Produce a verbatim copy of the following records, leaving out all pictures.

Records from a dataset
+===+

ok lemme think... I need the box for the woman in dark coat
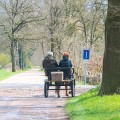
[59,52,72,80]
[57,52,73,97]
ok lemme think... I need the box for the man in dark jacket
[42,52,58,79]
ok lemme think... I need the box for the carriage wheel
[70,80,75,97]
[44,82,48,98]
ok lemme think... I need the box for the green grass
[0,69,28,81]
[65,88,120,120]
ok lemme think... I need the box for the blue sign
[83,49,90,60]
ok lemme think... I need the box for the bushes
[26,58,33,68]
[0,53,10,69]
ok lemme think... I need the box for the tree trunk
[18,44,26,70]
[99,0,120,95]
[41,40,45,57]
[18,44,22,69]
[10,35,16,72]
[51,38,54,52]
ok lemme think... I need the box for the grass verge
[65,88,120,120]
[0,69,29,81]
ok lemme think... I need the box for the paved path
[0,69,95,120]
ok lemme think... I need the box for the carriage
[44,67,75,98]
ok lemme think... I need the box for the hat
[47,51,53,56]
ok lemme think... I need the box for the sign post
[83,49,90,85]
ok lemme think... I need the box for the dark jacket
[59,56,72,79]
[42,55,58,69]
[42,55,58,77]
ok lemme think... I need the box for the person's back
[59,56,72,67]
[43,56,57,68]
[59,52,73,96]
[59,52,72,79]
[42,52,58,79]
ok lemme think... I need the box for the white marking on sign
[85,51,87,58]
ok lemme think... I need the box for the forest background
[0,0,107,85]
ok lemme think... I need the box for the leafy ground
[65,88,120,120]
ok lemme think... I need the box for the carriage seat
[45,67,73,81]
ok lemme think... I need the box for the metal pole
[84,62,87,85]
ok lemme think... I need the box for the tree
[40,0,106,81]
[62,0,106,81]
[99,0,120,95]
[0,0,43,72]
[42,0,67,59]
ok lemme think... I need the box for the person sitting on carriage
[42,51,58,80]
[57,52,73,97]
[59,52,73,79]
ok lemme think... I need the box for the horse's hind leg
[55,86,60,97]
[65,84,69,96]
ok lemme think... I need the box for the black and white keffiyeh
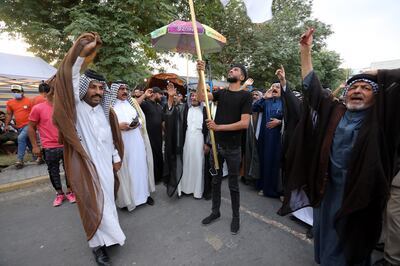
[79,69,116,120]
[343,73,379,97]
[110,81,139,117]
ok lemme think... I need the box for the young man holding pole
[197,61,252,234]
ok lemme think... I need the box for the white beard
[346,102,367,111]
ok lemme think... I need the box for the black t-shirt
[212,89,252,147]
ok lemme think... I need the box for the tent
[0,52,56,110]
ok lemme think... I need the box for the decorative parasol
[150,17,226,170]
[150,20,226,55]
[147,73,186,95]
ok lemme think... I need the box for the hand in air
[144,88,153,98]
[167,82,176,97]
[196,60,206,72]
[80,35,101,57]
[275,65,285,81]
[300,28,314,47]
[243,78,254,87]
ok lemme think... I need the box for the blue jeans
[17,125,34,161]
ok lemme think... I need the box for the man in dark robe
[280,28,400,265]
[374,146,400,266]
[137,87,164,183]
[241,90,264,186]
[242,104,260,185]
[163,82,186,196]
[163,83,207,197]
[278,68,302,191]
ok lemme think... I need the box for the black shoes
[231,217,240,235]
[201,213,221,225]
[202,213,240,234]
[15,161,24,169]
[146,196,154,206]
[92,246,111,266]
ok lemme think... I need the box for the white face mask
[13,93,22,99]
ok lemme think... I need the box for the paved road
[0,179,317,266]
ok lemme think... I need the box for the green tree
[0,0,345,88]
[174,0,345,90]
[0,0,177,85]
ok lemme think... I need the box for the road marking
[221,197,312,244]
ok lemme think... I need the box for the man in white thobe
[111,82,155,210]
[53,34,125,266]
[178,92,206,199]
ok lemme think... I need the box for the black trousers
[43,147,68,191]
[203,150,212,198]
[210,145,241,218]
[149,136,163,183]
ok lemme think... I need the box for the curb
[0,175,49,193]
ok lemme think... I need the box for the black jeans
[43,147,68,191]
[203,149,212,198]
[210,145,241,218]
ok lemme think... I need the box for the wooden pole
[188,0,219,170]
[186,53,190,92]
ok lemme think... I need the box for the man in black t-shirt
[197,61,252,234]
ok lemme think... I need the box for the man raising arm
[197,60,252,235]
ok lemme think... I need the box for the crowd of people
[2,81,77,206]
[3,29,400,266]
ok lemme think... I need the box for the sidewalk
[0,162,56,192]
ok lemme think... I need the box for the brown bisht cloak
[279,69,400,264]
[52,32,124,241]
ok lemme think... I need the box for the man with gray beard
[279,28,400,266]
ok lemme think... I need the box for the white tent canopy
[0,52,56,82]
[0,53,57,110]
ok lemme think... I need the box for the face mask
[13,93,22,99]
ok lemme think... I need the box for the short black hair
[230,63,248,81]
[38,82,50,93]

+===+

▸ RESPONSE AREA:
ok lemme think... I need the box for the woman in dark coat
[59,52,72,80]
[57,52,73,97]
ok lemme think... I need the box for the man in dark jacket
[42,52,58,79]
ok lemme think... I need the box for the carriage wheel
[70,80,75,97]
[44,82,48,98]
ok lemme think... I need the box for the green grass
[0,69,28,81]
[65,88,120,120]
ok lemme think... I need the box for the blue sign
[83,49,90,60]
ok lemme think... I need the box for the bushes
[26,58,33,68]
[0,53,10,69]
ok lemme think... I need the box for the tree trunk
[18,44,26,70]
[99,0,120,95]
[41,40,45,57]
[18,44,22,69]
[10,35,16,72]
[51,38,54,52]
ok lemme think... I need the box for the grass verge
[65,88,120,120]
[0,69,29,81]
ok lemme think... I need the box for the paved path
[0,69,95,120]
ok lemme think... I need the box for the carriage
[44,67,75,98]
ok lemme think... I need the box for the hat
[47,51,53,56]
ok lemme think... I need the box for the sign post
[83,49,90,85]
ok lemme think... I need the box for the dark jacket
[59,56,72,79]
[42,55,58,69]
[42,55,58,77]
ok lemme think... I need the box for the person's back
[59,56,72,67]
[43,56,57,68]
[59,52,73,96]
[59,52,72,79]
[42,52,58,79]
ok lemme think... I need the box for the white marking on sign
[85,51,87,58]
ok lemme think... I need the box for the forest background
[0,0,107,85]
ok lemme think... I need the box for the leafy ground
[65,88,120,120]
ok lemme think... I need the box for the carriage seat
[45,67,73,81]
ok lemme think... I need the box for the metal pole
[84,62,87,85]
ok lemme think... I need the box for the tree
[40,0,106,81]
[62,0,106,81]
[99,0,120,95]
[0,0,43,72]
[42,0,67,59]
ok lemme think... I need the box for the person sitting on carriage
[42,51,58,80]
[57,52,73,97]
[59,52,73,79]
ok lemme think... I need the box for the horse's hind leg
[55,86,60,97]
[65,84,69,96]
ok lemme think... I need the box for the black and white keffiyeh
[79,69,116,120]
[343,73,379,97]
[110,81,139,117]
ok lemme think... I need the box for the young man holding pole
[197,61,252,234]
ok lemme think... I need the box for the white beard
[346,102,367,111]
ok lemme think... I need the box for the black t-shirt
[212,89,252,147]
ok lemme think... I need the box for the tent
[0,52,56,110]
ok lemme think... I need the box for the decorative parasol
[150,17,226,170]
[150,20,226,55]
[147,73,186,95]
ok lemme think... I need the box for the hand in air
[144,88,153,98]
[167,82,176,97]
[196,60,206,72]
[80,35,101,57]
[275,65,285,81]
[300,28,314,47]
[243,78,254,87]
ok lemme think... I need the box for the blue jeans
[17,125,34,161]
ok lemme think... I need the box for the man in dark robe
[280,28,400,265]
[374,146,400,266]
[137,87,164,183]
[241,90,264,186]
[242,104,260,185]
[163,82,186,196]
[163,83,207,197]
[278,68,302,191]
ok lemme think... I need the box for the black shoes
[231,217,240,235]
[201,213,221,225]
[202,213,240,234]
[15,161,24,169]
[146,196,154,206]
[92,246,111,266]
ok lemme think... I need the box for the white face mask
[13,93,22,99]
ok lemme think... I need the box for the paved road
[0,179,317,266]
ok lemme think... I need the box for the green tree
[0,0,345,88]
[174,0,345,90]
[0,0,177,85]
ok lemme think... I need the box for the road marking
[221,197,312,244]
ok lemme think... I need the box for the man in white thobe
[111,82,155,210]
[53,34,125,266]
[178,92,206,199]
ok lemme think... I need the box for the black trousers
[43,147,68,191]
[203,150,212,198]
[210,145,241,218]
[149,136,163,183]
ok lemme think... I need the box for the curb
[0,175,49,193]
ok lemme think... I need the box for the black jeans
[43,147,68,191]
[203,149,212,198]
[210,145,241,218]
ok lemme think... I need the box for the wooden pole
[188,0,219,170]
[186,53,190,92]
ok lemme think... I need the box for the man in black t-shirt
[197,61,252,234]
ok lemme think... I need the box for the man raising arm
[197,60,252,235]
ok lemme think... I need the box for the crowd of people
[2,81,77,206]
[3,29,400,266]
ok lemme think... I need the box for the sidewalk
[0,162,56,192]
ok lemme think... I need the box for the brown bisht cloak
[279,69,400,264]
[52,32,124,241]
ok lemme think... I need the box for the man with gray beard
[279,28,400,266]
ok lemme think... I need the box for the white tent canopy
[0,52,56,82]
[0,53,57,110]
ok lemme think... I need the box for the face mask
[13,93,22,99]
ok lemme think... I need the box for the short black hair
[230,63,248,81]
[38,82,50,93]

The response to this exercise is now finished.